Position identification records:
______

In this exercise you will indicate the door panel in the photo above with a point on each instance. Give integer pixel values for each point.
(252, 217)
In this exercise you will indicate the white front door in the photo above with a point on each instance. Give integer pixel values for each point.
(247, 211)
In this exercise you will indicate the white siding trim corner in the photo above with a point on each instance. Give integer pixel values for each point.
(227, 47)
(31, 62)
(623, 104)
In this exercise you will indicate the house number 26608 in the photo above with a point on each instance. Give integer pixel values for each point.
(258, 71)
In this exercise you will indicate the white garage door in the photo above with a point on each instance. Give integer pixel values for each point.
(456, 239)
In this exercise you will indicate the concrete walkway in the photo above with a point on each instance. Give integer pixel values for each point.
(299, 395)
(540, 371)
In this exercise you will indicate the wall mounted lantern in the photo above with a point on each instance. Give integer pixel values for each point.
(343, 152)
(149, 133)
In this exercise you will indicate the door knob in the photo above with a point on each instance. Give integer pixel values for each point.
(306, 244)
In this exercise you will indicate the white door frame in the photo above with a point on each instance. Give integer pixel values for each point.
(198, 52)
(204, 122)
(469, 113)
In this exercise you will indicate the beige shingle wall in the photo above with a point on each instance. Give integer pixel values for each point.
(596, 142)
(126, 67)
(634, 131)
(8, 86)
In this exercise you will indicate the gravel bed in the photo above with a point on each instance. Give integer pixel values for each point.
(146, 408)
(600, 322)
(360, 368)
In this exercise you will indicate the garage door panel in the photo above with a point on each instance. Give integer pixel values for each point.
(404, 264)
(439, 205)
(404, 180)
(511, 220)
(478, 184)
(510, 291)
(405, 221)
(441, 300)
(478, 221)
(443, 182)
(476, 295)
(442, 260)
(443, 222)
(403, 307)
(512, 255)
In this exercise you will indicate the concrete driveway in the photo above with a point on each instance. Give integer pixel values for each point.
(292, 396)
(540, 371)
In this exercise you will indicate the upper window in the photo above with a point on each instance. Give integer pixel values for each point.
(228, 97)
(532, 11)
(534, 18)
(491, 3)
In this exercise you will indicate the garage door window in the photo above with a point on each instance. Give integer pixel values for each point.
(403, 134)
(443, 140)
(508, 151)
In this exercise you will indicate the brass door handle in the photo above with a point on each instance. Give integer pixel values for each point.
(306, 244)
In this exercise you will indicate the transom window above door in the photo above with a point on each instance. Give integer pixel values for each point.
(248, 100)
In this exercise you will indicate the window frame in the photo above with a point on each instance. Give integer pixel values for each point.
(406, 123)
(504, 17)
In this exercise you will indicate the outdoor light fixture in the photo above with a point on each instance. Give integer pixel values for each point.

______

*Description of the task*
Rewrite all the items above, swapping every "instance" for "occurrence" and keeping everything else the same.

*Reply*
In this exercise you will indicate the door panel in the photo above with a point on each occurrence. Give integer pixel values for each point.
(252, 217)
In this exercise you will indicate the white front door in the photo above with a point on each occurrence. Give integer pixel values for each point.
(247, 211)
In this exercise you will indicate the white siding trim corner in the photo above with a point on each occurrence. Give integer pixel values for each point.
(227, 47)
(31, 62)
(623, 104)
In this exercise you will indicate the house number 26608 in the photo above with a point on each occurrence. Give integer pixel values for each point.
(258, 71)
In this exercise you will indicate the white garage door in the photo above with a point on each occurrence. Give integer pixel values for each point.
(456, 239)
In this exercise you will indicate the concrete walkway in the photo above with a point on each occurrence. Give integer pixel values for each point.
(299, 395)
(540, 371)
In this exercise you will indicate the wall mounted lantern in the photo above with a point on each occurrence. Give integer pixel values for each point.
(343, 152)
(149, 133)
In this exercise you will indicate the door knob in the photo above with a point on each occurrence. Give integer pixel values for each point.
(306, 244)
In this exercise you will indicate the white door frame in the photo above with a point on each occurrence. Give integer pixel values for each point.
(198, 52)
(204, 122)
(469, 113)
In this exercise you will indicate the beige shingle wall in the photo above with a point on each occurrence. Give integer pixel values for each point.
(596, 142)
(126, 67)
(634, 131)
(8, 86)
In this exercise you will indicate the gravel bed in the photo above with a point on each occurrence. Give integer pixel values for each point.
(146, 408)
(600, 322)
(360, 368)
In this exercise you will indicate the garage door panel in the photo above with a point on each occurrence. Give integer pixel values for each point.
(404, 264)
(439, 205)
(404, 180)
(511, 220)
(478, 184)
(510, 291)
(405, 221)
(441, 300)
(478, 221)
(443, 182)
(476, 295)
(442, 260)
(443, 222)
(403, 307)
(512, 255)
In this exercise you will indicate the concrete driveway in the photo above with a point on each occurrence. Give integer pixel values for each point.
(292, 396)
(540, 371)
In this exercise you will indicate the upper window in the photo above with a point on each occurrence. Give integer pixel values for each point.
(228, 97)
(532, 11)
(534, 18)
(491, 3)
In this exercise you will indicate the garage door window in the photo above with a point on each occurrence. Give integer pixel values for each point.
(403, 134)
(443, 140)
(508, 151)
In this exercise you will indicate the brass door handle in the photo above with a point on each occurrence. Give integer pixel values for each point.
(306, 244)
In this exercise you will indicate the transom window above door in the photo above with a point on each occurrence. Give integer pixel values for each point.
(248, 100)
In this exercise you will indicate the window frame in the photo above with a point on each occurrence. Give integer pixel values for each point.
(406, 123)
(504, 17)
In this exercise you will indicate the outdoor light fixture in the photo above with a point on each occurrence. Give integer pixel values for each point.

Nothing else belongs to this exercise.